**Exercise description**
Copy the lines from the one containing "subject: american flag" through the last of them, replacing "paved driveway" with "concrete driveway" and leaving everything else unchanged.

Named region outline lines
────────────────

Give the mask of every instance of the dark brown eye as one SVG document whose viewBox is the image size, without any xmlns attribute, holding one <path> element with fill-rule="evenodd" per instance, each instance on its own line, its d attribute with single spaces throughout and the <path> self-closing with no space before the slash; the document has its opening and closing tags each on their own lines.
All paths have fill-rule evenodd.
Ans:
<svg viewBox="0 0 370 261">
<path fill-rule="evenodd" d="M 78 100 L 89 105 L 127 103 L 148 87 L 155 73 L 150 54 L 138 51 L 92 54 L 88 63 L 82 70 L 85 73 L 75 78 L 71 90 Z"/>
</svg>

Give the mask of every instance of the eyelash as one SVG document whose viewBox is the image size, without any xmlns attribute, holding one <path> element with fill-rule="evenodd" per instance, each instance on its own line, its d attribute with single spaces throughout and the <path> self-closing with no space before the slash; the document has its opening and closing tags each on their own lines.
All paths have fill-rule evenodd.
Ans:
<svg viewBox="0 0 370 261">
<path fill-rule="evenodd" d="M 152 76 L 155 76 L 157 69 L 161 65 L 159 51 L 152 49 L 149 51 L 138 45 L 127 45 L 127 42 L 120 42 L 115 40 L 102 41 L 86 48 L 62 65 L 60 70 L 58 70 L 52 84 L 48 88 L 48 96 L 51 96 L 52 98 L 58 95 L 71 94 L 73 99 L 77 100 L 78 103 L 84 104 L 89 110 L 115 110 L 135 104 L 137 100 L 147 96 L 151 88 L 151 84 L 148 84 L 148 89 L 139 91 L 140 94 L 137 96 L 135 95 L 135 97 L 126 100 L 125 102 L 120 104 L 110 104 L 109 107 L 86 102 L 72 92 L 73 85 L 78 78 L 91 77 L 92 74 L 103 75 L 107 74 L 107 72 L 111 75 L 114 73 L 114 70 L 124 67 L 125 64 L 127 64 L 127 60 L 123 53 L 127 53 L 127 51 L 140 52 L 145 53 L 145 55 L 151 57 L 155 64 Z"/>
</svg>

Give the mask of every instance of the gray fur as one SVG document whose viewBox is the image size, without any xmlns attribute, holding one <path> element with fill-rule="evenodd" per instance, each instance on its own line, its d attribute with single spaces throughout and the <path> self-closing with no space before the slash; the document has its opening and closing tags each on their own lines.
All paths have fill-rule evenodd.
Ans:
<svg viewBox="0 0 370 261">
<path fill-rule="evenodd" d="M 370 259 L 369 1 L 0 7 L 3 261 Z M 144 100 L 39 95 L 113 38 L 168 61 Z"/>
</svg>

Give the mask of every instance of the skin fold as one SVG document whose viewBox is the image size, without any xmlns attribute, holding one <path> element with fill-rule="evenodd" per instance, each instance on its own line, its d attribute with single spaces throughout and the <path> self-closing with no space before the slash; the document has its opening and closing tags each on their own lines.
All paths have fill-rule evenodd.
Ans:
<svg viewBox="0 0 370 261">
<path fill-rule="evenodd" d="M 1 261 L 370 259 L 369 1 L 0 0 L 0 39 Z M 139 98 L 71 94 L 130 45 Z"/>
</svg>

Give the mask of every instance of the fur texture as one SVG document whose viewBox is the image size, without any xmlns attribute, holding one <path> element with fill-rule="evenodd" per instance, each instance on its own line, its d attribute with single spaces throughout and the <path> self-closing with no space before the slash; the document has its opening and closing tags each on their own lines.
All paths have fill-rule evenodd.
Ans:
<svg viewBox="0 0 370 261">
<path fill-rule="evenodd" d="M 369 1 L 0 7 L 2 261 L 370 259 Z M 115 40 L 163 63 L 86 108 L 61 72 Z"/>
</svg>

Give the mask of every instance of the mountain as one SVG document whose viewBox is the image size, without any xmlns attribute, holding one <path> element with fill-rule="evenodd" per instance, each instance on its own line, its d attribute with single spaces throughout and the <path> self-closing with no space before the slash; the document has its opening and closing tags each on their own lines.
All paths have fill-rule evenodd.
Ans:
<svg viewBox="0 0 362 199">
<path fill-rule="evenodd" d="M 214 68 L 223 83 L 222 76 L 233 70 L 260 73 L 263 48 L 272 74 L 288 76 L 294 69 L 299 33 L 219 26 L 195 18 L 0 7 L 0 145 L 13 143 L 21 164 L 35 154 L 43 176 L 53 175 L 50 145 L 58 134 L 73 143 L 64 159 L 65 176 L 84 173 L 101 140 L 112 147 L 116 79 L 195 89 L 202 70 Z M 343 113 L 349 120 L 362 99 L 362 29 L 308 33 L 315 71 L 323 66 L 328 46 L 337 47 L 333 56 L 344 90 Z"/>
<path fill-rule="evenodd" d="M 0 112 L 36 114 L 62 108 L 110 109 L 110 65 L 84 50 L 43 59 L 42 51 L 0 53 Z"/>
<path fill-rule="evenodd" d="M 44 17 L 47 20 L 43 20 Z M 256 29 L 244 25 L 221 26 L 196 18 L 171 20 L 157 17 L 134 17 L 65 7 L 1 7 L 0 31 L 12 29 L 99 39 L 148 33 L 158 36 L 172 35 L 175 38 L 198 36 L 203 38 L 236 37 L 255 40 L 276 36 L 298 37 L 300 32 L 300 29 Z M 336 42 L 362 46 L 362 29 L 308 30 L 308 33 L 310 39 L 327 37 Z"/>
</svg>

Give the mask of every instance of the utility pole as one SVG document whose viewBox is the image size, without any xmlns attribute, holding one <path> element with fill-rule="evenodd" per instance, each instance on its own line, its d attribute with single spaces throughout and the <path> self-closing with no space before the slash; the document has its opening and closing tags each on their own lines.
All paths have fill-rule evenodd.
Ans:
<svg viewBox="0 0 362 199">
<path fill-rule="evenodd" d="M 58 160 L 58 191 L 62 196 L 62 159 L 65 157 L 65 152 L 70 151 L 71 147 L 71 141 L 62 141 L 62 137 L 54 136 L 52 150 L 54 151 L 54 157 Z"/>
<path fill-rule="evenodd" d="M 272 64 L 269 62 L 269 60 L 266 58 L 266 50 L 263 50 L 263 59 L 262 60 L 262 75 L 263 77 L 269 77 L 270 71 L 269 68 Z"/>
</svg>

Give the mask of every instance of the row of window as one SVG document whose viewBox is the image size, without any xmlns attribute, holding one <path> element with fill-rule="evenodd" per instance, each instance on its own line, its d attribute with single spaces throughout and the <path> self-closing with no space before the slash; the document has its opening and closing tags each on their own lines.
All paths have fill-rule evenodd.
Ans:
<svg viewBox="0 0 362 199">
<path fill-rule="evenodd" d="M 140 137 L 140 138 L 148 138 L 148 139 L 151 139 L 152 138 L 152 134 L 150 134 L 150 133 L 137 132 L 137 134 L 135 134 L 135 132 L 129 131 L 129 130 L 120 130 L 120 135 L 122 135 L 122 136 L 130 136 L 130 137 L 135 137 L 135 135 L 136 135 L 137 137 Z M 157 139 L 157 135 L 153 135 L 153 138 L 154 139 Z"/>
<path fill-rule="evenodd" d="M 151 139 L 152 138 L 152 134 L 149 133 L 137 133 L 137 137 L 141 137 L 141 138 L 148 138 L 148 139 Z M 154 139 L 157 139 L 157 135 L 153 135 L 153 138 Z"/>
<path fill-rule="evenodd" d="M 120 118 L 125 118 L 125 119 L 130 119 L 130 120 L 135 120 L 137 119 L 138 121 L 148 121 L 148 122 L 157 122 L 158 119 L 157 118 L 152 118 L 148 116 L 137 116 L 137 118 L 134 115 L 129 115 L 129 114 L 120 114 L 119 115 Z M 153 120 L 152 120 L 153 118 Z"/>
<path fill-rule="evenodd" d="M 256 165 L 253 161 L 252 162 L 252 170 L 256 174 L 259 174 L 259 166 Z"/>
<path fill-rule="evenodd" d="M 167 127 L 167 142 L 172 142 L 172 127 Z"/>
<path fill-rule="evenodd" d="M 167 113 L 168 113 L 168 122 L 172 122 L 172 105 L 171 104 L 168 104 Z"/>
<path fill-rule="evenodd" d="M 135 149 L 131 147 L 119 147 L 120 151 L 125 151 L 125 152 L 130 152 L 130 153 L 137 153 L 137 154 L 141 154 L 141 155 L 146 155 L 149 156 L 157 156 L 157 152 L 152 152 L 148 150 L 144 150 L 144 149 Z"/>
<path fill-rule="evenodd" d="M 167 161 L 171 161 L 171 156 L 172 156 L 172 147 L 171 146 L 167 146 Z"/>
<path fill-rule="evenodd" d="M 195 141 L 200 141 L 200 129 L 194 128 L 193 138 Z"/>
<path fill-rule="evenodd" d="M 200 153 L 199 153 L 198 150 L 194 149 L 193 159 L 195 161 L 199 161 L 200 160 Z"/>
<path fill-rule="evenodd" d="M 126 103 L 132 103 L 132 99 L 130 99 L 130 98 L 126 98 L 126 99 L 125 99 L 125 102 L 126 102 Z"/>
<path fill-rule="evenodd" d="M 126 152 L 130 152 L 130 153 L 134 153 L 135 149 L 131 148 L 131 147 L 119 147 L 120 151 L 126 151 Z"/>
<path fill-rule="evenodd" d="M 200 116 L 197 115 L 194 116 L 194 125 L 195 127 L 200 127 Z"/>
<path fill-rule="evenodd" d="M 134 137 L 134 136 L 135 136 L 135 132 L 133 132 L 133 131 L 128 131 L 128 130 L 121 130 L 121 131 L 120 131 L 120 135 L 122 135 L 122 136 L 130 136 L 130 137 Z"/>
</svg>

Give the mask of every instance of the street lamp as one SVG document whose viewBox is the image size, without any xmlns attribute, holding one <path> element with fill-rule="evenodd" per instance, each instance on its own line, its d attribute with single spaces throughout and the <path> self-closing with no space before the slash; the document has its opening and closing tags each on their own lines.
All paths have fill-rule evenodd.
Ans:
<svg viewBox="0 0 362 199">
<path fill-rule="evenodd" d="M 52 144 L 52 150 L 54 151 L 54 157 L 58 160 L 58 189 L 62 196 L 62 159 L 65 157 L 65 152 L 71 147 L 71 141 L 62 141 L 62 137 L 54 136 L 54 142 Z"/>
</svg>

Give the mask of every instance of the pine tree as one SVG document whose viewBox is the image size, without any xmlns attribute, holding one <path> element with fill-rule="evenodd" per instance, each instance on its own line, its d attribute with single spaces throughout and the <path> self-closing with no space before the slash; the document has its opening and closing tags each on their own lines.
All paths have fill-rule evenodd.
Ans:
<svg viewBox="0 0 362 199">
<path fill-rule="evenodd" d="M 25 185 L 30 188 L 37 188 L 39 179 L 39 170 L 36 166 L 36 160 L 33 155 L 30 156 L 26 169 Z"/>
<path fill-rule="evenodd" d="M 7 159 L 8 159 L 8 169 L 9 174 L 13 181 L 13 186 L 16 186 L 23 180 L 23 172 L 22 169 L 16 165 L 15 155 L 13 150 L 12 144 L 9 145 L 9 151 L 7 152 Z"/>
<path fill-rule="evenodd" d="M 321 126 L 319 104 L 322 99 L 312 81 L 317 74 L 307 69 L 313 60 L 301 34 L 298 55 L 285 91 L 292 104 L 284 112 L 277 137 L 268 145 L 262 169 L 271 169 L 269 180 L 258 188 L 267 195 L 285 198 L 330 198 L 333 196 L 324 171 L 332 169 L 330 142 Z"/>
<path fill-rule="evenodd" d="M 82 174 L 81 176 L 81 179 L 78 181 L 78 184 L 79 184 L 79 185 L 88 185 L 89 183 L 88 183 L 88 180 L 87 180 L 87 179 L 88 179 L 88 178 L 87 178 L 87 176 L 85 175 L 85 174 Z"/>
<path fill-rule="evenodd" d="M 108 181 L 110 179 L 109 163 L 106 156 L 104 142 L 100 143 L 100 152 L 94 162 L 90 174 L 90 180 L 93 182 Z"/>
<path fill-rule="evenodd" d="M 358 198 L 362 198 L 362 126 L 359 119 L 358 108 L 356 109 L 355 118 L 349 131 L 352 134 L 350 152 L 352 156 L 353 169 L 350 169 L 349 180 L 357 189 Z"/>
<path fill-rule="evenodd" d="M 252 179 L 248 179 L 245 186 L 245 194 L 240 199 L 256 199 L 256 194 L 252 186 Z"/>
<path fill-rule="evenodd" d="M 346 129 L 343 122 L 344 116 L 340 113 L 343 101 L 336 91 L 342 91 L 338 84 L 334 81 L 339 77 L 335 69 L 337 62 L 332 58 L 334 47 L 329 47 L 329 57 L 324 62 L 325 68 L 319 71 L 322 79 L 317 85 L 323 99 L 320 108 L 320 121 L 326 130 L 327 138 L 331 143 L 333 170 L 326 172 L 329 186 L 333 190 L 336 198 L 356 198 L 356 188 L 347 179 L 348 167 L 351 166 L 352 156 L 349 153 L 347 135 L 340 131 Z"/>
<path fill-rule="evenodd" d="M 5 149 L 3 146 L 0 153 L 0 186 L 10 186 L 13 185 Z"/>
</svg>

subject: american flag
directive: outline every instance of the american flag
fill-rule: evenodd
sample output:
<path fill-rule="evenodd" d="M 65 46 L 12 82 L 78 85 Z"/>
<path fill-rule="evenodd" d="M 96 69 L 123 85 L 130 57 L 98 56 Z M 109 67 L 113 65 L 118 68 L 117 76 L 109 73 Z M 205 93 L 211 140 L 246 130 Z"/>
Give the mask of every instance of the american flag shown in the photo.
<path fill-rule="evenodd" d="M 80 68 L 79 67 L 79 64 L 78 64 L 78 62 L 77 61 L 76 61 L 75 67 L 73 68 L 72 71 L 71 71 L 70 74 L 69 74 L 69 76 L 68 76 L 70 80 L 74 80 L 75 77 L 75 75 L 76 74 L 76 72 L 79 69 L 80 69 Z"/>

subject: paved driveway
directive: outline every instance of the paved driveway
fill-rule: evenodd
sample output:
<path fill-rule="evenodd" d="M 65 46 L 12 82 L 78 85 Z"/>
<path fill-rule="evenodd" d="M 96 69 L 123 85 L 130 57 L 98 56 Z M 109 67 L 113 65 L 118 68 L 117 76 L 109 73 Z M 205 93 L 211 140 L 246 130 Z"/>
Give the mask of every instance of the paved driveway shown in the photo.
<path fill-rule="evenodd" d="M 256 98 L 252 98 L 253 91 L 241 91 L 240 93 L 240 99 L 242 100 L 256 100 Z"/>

────────────────

**Reply**
subject: american flag
directive: outline every instance of the american flag
fill-rule: evenodd
sample output:
<path fill-rule="evenodd" d="M 65 46 L 12 82 L 78 85 Z"/>
<path fill-rule="evenodd" d="M 96 69 L 123 85 L 130 57 L 98 56 Z M 109 67 L 113 65 L 118 68 L 117 76 L 109 73 Z M 205 93 L 211 140 L 246 130 Z"/>
Give the mask of every instance of the american flag shown in the photo.
<path fill-rule="evenodd" d="M 80 68 L 79 67 L 79 64 L 78 64 L 78 62 L 77 61 L 76 61 L 75 67 L 73 68 L 72 71 L 71 71 L 70 74 L 69 74 L 69 76 L 68 76 L 70 80 L 74 80 L 75 77 L 75 75 L 76 74 L 76 72 L 79 69 L 80 69 Z"/>

subject: concrete driveway
directive: outline every instance of the concrete driveway
fill-rule: evenodd
sample output:
<path fill-rule="evenodd" d="M 65 46 L 12 82 L 78 85 Z"/>
<path fill-rule="evenodd" d="M 96 69 L 123 85 L 130 57 L 98 56 Z M 109 67 L 113 65 L 118 68 L 117 76 L 109 73 Z M 205 93 L 211 140 L 246 130 Z"/>
Give the mask of every instance of the concrete driveway shown in the photo.
<path fill-rule="evenodd" d="M 256 98 L 252 98 L 253 91 L 241 91 L 240 93 L 240 99 L 242 100 L 256 100 Z"/>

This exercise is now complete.